O segundo discute-se assim. ― Parece que o amor não causa a mútua inerência, i. é, não faz com que o amante esteja no amado e reciprocamente.
 
1. ― Pois, o que está em outro ser é contido por este. Ora, o continente não se identifica com o conteúdo. Logo, o amor não pode causar a mútua inerência, de modo que o amado esteja no amante e reciprocamente.
 
2. Demais. ― Não podemos penetrar no íntimo de um ser íntegro senão dividindo-o. Ora, dividir coisas realmente unidas não pertence ao apetite, no qual tem sua sede o amor, mas à razão. Logo, a mútua inerência não é efeito do amor.

*-*-*

**Problema proposto 1**. Indique se cada afirmação abaixo concorda com o trecho sobre o amor e a mútua inerência, respondendo sim ou não e citando literalmente as palavras do trecho que decidem cada caso. (a) O trecho começa afirmando que parece que o amor faz com que o amante esteja no amado. (b) Segundo o trecho, dividir coisas realmente unidas pertence à razão, e não ao apetite. (c) O trecho afirma que o continente se identifica com o conteúdo.
**Problema proposto 2**. Transcreva do trecho sobre o amor e a mútua inerência a parte que se abre com as palavras que contêm "2. Demais. ―" e se fecha com "efeito do amor.".

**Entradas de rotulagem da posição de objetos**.
*-*-*

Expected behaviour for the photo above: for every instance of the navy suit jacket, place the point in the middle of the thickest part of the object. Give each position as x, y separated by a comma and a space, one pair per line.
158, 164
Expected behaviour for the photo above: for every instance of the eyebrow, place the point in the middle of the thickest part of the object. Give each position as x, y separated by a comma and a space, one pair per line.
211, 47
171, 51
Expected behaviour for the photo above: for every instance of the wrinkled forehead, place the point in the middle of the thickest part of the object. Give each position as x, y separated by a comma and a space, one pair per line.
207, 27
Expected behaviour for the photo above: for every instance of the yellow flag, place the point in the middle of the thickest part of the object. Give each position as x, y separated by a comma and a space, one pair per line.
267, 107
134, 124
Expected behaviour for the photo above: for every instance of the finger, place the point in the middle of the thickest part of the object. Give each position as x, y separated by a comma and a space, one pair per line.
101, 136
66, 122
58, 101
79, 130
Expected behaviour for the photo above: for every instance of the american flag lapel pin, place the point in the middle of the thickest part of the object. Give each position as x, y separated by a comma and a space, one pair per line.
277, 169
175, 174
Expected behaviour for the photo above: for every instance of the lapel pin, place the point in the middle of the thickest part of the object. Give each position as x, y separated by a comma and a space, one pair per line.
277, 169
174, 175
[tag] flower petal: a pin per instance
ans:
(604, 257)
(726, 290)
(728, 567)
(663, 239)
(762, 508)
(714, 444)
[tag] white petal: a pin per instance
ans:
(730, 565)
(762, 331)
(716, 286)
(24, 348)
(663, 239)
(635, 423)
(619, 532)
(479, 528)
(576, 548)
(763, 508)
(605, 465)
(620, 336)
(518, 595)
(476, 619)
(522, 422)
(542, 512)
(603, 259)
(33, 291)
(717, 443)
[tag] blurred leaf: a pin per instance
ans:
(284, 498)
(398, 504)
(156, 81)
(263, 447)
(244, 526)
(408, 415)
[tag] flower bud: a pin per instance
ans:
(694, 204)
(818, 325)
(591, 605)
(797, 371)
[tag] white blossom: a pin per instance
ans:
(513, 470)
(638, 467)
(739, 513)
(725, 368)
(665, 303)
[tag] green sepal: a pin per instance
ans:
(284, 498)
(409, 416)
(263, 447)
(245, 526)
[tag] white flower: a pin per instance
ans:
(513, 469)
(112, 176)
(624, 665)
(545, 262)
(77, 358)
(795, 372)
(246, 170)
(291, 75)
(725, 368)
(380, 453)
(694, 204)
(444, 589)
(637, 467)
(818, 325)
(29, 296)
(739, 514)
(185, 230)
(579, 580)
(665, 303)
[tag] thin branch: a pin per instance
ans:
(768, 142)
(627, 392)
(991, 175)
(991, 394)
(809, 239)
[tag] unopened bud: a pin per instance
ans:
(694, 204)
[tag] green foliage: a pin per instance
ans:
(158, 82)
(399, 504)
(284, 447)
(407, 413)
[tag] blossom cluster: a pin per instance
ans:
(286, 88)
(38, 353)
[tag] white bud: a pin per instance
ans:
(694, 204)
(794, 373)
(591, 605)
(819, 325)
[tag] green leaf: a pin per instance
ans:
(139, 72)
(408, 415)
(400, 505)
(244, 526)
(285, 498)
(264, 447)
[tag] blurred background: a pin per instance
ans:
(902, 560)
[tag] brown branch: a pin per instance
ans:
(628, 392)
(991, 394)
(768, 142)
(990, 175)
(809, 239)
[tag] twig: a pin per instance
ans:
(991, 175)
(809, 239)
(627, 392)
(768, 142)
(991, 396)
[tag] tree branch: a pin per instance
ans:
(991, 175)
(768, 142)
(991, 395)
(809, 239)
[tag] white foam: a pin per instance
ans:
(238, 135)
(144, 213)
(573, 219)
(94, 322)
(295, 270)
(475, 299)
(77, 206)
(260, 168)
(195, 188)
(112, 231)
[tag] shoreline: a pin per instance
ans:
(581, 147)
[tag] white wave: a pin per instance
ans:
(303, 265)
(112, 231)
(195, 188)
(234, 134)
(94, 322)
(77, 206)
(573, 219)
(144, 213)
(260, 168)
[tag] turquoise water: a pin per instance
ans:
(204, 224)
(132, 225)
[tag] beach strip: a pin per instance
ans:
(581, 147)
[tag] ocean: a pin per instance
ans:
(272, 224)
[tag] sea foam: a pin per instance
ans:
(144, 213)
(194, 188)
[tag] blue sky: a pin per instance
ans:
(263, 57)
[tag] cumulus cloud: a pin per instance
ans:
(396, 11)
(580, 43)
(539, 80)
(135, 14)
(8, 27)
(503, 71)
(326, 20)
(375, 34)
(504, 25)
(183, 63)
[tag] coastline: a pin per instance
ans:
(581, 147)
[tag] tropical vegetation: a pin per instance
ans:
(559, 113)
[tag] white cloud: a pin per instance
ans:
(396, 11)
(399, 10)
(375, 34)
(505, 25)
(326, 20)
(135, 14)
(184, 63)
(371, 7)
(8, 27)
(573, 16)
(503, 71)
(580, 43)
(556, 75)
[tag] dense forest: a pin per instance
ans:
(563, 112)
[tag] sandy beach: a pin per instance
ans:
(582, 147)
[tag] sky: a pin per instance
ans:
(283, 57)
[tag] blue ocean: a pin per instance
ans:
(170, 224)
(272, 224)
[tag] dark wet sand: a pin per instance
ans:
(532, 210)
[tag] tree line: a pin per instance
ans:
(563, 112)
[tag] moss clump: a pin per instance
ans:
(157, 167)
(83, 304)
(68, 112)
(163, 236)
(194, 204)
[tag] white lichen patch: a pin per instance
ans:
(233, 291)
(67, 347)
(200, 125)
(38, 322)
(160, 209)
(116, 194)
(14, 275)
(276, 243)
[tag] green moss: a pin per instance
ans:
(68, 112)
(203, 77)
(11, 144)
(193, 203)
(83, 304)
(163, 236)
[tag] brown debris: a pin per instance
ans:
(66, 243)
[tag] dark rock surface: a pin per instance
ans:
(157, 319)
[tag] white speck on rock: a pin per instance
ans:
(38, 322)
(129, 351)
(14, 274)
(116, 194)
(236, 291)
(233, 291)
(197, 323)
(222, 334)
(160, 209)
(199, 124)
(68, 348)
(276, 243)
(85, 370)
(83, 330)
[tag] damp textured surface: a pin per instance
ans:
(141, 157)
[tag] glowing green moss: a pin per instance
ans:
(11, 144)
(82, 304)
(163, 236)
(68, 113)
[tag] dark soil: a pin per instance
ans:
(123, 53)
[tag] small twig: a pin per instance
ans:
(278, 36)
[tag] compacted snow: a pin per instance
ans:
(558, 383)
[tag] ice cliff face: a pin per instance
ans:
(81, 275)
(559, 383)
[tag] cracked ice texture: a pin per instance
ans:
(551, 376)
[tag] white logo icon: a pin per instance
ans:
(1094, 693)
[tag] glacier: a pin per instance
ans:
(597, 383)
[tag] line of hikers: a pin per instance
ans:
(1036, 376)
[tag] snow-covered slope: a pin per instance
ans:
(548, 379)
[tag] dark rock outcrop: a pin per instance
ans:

*-*-*

**Resposta completa 1**.
(a) Não: "Parece que o amor não causa a mútua inerência, i. é, não faz com que o amante esteja no amado e reciprocamente."
(b) Sim: "dividir coisas realmente unidas não pertence ao apetite, no qual tem sua sede o amor, mas à razão."
(c) Não: "Ora, o continente não se identifica com o conteúdo."

**Resposta completa 2**.
2. Demais. ― Não podemos penetrar no íntimo de um ser íntegro senão dividindo-o. Ora, dividir coisas realmente unidas não pertence ao apetite, no qual tem sua sede o amor, mas à razão. Logo, a mútua inerência não é efeito do amor.